▶ **Your instructions**
Omit every picture. Return all other data as it stands.

Material supplied START

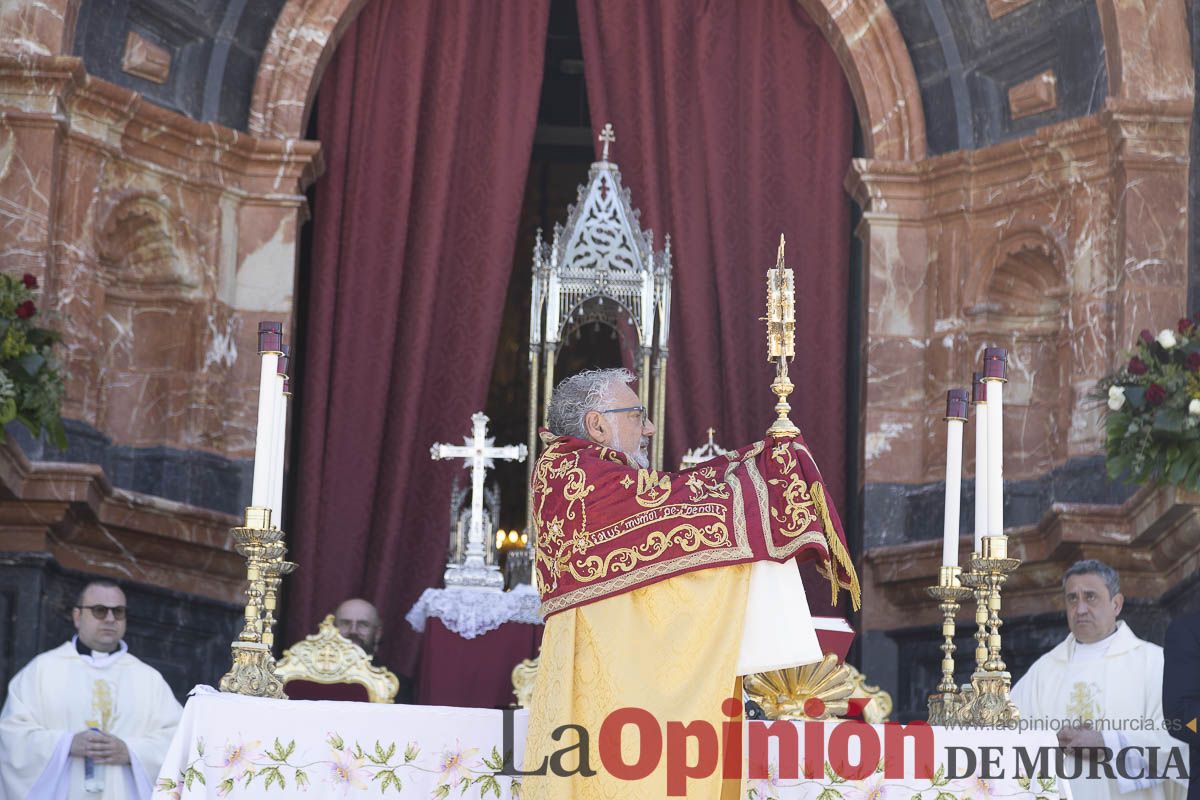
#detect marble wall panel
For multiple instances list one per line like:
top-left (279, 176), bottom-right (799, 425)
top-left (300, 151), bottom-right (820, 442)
top-left (0, 56), bottom-right (318, 515)
top-left (0, 0), bottom-right (77, 57)
top-left (854, 104), bottom-right (1189, 495)
top-left (0, 118), bottom-right (57, 277)
top-left (863, 405), bottom-right (926, 481)
top-left (864, 221), bottom-right (931, 339)
top-left (1098, 0), bottom-right (1193, 104)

Material supplied END

▶ **Task result**
#detect marble wall panel
For multiple instances list one per line like:
top-left (279, 176), bottom-right (799, 425)
top-left (300, 151), bottom-right (820, 442)
top-left (0, 56), bottom-right (318, 515)
top-left (0, 0), bottom-right (77, 57)
top-left (854, 104), bottom-right (1189, 495)
top-left (0, 118), bottom-right (57, 277)
top-left (863, 405), bottom-right (926, 481)
top-left (864, 221), bottom-right (931, 339)
top-left (1098, 0), bottom-right (1193, 104)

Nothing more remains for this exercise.